» Input
Content starts

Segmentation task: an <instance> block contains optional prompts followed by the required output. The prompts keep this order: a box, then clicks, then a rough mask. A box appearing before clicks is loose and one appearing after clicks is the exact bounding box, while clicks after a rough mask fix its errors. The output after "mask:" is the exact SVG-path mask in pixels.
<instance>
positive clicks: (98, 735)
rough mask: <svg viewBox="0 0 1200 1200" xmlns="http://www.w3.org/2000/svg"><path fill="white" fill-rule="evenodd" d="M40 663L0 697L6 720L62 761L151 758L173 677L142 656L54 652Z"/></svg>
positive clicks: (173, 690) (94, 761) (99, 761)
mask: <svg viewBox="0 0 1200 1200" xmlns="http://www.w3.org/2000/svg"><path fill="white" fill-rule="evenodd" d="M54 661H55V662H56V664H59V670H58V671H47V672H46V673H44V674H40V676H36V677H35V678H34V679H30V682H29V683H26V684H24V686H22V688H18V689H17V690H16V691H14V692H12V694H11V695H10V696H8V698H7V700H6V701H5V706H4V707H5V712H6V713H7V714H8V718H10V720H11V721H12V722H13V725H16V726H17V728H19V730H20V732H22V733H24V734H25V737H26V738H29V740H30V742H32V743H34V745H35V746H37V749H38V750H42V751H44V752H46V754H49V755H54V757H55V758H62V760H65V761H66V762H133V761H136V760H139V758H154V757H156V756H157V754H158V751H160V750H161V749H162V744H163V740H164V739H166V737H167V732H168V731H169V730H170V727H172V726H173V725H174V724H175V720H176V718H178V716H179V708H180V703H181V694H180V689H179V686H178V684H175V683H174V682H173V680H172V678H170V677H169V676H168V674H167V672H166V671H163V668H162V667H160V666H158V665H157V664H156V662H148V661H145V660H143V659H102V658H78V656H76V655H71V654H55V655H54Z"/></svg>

Content ends

» What you should do
Copy every line in the data above that has the string "instance" in it.

» Output for this exercise
Segmentation task: an <instance> block contains optional prompts followed by the required output. The prompts keep this order: a box, then clicks, then a rough mask. A box appearing before clicks is loose and one appearing after clicks is the exact bounding box, while clicks after a rough mask fix its errors. The output after "mask:" is the exact SVG-path mask in pixels.
<instance>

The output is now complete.